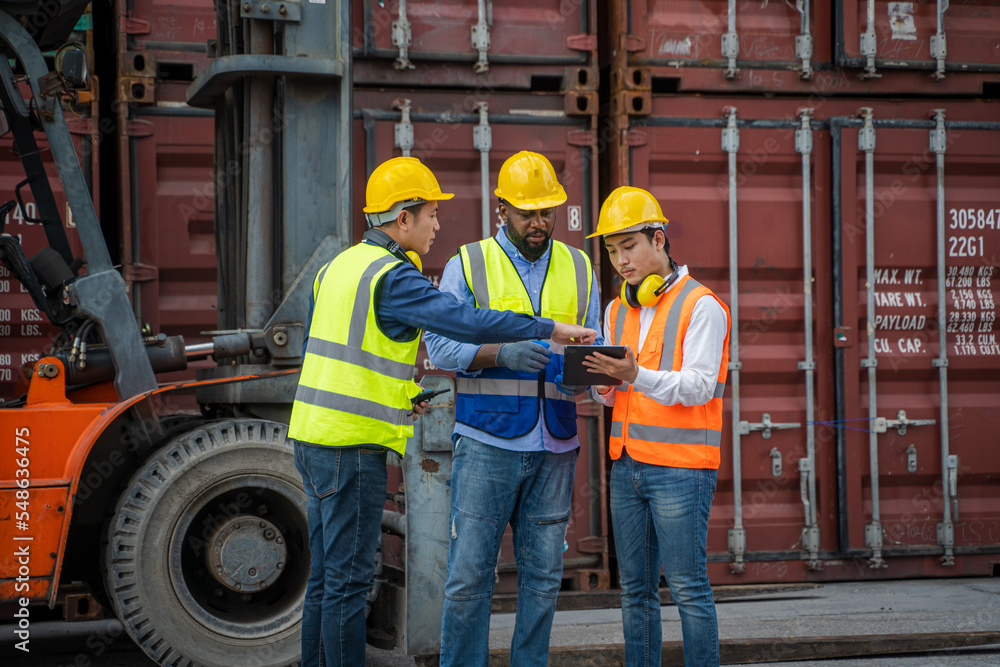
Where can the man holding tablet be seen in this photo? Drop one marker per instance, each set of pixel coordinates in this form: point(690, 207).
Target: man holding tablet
point(515, 436)
point(666, 427)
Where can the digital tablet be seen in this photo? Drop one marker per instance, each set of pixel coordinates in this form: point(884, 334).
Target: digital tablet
point(575, 373)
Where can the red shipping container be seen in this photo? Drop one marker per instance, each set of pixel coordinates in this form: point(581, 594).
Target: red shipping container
point(792, 48)
point(548, 45)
.....
Return the text of all the items above word for word, line by line, and leave the pictures out.

Where can the man holding tablet be seen in this photo? Drop one marker per instance, each set of pixel coordinates in this form: point(690, 207).
Target: man holding tablet
point(515, 436)
point(666, 427)
Where can the digital tablet be seen in this photo? Drop one marker per instance, each set of pixel coordinates in this form: point(884, 334).
Target: digital tablet
point(575, 373)
Where can the red shipping container be seen in this photo? Drop one marker per instance, each set of pixel coordinates in this form: point(581, 594).
Target: red shipping container
point(792, 48)
point(548, 45)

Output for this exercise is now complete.